Items from a data source

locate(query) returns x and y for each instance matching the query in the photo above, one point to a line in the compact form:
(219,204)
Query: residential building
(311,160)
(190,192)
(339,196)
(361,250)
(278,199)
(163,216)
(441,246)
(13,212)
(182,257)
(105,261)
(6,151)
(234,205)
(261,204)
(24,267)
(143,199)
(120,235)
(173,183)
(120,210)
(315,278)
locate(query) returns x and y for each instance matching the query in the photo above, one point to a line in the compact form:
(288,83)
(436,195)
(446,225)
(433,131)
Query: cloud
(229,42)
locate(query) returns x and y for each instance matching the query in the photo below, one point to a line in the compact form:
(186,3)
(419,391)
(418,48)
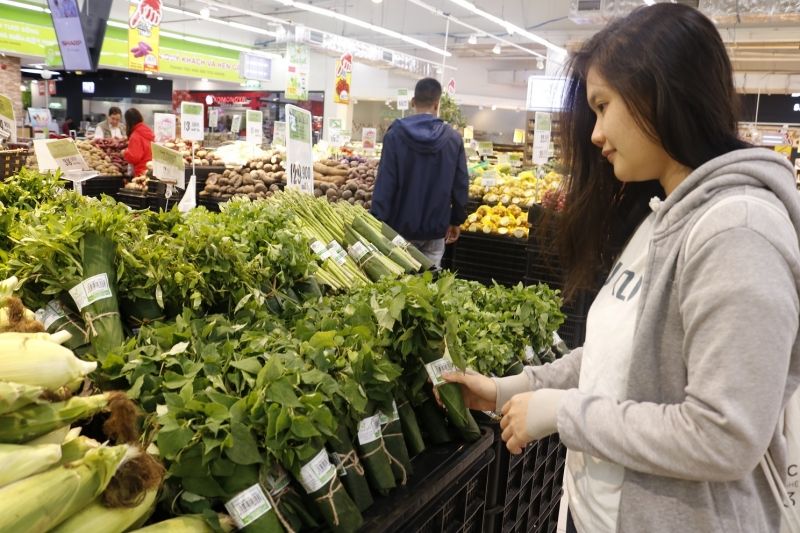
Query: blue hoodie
(422,178)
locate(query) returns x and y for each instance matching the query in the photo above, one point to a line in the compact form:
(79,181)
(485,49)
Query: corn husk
(42,501)
(96,517)
(18,461)
(186,524)
(33,359)
(16,395)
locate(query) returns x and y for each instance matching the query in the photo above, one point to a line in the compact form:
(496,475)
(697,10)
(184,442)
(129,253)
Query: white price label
(91,290)
(50,313)
(437,368)
(358,251)
(317,473)
(192,121)
(369,430)
(248,506)
(391,417)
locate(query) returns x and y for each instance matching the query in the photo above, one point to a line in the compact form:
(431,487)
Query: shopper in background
(422,183)
(691,347)
(140,136)
(111,128)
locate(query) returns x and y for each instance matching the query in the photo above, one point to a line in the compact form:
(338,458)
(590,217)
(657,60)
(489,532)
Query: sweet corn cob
(34,359)
(36,420)
(186,524)
(42,501)
(98,517)
(18,461)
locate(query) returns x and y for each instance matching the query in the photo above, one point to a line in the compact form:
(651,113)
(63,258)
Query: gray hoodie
(716,356)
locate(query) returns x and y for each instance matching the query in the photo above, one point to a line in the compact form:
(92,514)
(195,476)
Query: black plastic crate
(133,199)
(446,493)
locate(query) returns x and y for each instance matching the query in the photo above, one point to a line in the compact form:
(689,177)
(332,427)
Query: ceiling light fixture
(366,25)
(478,31)
(509,27)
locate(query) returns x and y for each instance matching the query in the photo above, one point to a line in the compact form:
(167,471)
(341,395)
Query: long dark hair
(132,118)
(669,65)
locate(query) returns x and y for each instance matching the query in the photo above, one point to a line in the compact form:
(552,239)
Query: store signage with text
(300,169)
(344,69)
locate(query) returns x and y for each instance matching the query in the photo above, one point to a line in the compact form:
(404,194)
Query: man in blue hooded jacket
(422,184)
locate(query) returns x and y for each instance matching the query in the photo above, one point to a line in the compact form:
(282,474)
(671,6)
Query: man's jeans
(432,249)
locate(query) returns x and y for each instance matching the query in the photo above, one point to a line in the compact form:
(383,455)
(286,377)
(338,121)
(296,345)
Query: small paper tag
(437,368)
(248,506)
(50,313)
(358,251)
(91,290)
(369,430)
(391,417)
(317,473)
(277,479)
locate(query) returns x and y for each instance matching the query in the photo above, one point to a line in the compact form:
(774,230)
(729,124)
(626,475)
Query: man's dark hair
(427,92)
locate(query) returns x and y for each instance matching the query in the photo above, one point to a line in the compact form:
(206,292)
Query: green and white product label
(91,290)
(317,473)
(369,429)
(254,132)
(168,165)
(8,125)
(248,506)
(357,251)
(277,479)
(50,313)
(391,417)
(299,156)
(191,121)
(437,368)
(400,241)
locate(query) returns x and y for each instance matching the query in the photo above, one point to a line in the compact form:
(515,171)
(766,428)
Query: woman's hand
(480,392)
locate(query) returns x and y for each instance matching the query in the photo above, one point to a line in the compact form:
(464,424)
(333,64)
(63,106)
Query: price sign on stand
(300,169)
(168,165)
(164,126)
(279,134)
(255,128)
(8,125)
(191,121)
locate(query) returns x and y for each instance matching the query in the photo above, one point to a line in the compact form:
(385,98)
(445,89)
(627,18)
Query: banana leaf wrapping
(101,315)
(354,479)
(331,498)
(408,420)
(58,317)
(434,424)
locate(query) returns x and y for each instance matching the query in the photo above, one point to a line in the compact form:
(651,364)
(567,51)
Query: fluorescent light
(478,31)
(511,28)
(366,25)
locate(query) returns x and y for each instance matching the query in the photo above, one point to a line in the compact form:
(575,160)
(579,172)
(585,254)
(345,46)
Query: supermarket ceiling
(520,30)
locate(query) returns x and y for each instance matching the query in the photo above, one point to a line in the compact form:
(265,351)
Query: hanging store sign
(344,69)
(144,18)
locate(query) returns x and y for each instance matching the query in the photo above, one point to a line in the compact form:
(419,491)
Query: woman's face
(634,155)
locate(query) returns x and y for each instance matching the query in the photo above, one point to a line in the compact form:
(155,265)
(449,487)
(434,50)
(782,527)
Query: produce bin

(AIM OF THE TASK) The required output is the line containing "Query: hanging store sign" through the last line of the records above, each copied exactly and nothing more.

(EXERCISE ANSWER)
Query: hanging store sign
(344,69)
(144,18)
locate(query) returns x and y for each instance matching the query in the photo above, one point to a line in the compact form:
(419,491)
Query: woman's face
(634,155)
locate(query) returns x and y for each instance matching the query in the photo above, one point to a line in the compact form:
(155,265)
(449,487)
(434,50)
(782,527)
Query: produce bin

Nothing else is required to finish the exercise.